Brevi conclusioni sul valore pedagogico del silenzio

Tornando all’esempio di Bianca che partecipa alla lezione in modo silenzioso: dal punto di vista lineare il suo agire è debole, si potrebbe pensare che in realtà “non partecipa” alla lezione. Il silenzio potrebbe nascondere la sua incapacità di comprendere (anche solo annuire, o sorridere, potrebbe far pensare di star capendo). Il suo silenzio è visto passivamente, come “mancanza”, mancanza di volontà, di interesse, di capacità cognitiva, di capacità relazionale, di desideri. D’altra parte, se facciamo tesoro delle considerazioni appena fatte sull’agire nonlineare, ci rendiamo conto che il suo silenzio può essere pensato altrimenti, come un silenzio fertile, attivo e creativo.

+++

**COSA FARE**
1/ Ricopia parola per parola l'intero brano sul silenzio.
2/ Conta le righe dei record che contengono la parola "spectators" e scrivi, per favore, soltanto il numero.

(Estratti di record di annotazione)

+++

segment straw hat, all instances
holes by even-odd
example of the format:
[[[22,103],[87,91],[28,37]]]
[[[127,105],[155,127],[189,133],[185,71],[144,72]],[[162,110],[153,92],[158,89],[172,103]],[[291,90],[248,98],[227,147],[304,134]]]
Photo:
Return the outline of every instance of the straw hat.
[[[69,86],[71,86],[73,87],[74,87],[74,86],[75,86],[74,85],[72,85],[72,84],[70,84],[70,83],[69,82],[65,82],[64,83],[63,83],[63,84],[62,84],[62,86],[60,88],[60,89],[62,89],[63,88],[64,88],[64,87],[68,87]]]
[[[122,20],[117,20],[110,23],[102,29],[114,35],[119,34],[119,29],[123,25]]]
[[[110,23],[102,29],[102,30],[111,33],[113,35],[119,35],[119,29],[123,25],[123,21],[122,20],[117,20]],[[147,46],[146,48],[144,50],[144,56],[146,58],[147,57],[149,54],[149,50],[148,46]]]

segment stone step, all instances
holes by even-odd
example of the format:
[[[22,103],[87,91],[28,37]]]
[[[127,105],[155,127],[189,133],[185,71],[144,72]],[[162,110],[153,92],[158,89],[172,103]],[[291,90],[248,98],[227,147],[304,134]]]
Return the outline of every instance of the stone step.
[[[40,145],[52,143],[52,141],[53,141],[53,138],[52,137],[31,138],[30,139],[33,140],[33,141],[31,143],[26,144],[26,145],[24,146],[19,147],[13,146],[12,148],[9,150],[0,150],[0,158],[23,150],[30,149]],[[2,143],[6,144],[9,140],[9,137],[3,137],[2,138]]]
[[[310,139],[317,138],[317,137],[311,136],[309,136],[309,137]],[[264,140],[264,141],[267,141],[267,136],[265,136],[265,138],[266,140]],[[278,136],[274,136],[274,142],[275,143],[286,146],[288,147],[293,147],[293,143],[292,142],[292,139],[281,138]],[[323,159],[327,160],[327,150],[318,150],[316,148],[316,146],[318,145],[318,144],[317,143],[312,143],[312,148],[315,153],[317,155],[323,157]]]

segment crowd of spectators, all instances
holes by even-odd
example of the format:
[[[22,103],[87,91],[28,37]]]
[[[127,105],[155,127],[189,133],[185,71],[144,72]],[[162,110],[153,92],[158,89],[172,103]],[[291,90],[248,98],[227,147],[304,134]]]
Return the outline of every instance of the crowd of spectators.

+++

**SOLUZIONI DEGLI ESERCIZI**
1/
Brevi conclusioni sul valore pedagogico del silenzio

Tornando all’esempio di Bianca che partecipa alla lezione in modo silenzioso: dal punto di vista lineare il suo agire è debole, si potrebbe pensare che in realtà “non partecipa” alla lezione. Il silenzio potrebbe nascondere la sua incapacità di comprendere (anche solo annuire, o sorridere, potrebbe far pensare di star capendo). Il suo silenzio è visto passivamente, come “mancanza”, mancanza di volontà, di interesse, di capacità cognitiva, di capacità relazionale, di desideri. D’altra parte, se facciamo tesoro delle considerazioni appena fatte sull’agire nonlineare, ci rendiamo conto che il suo silenzio può essere pensato altrimenti, come un silenzio fertile, attivo e creativo.

2/ 2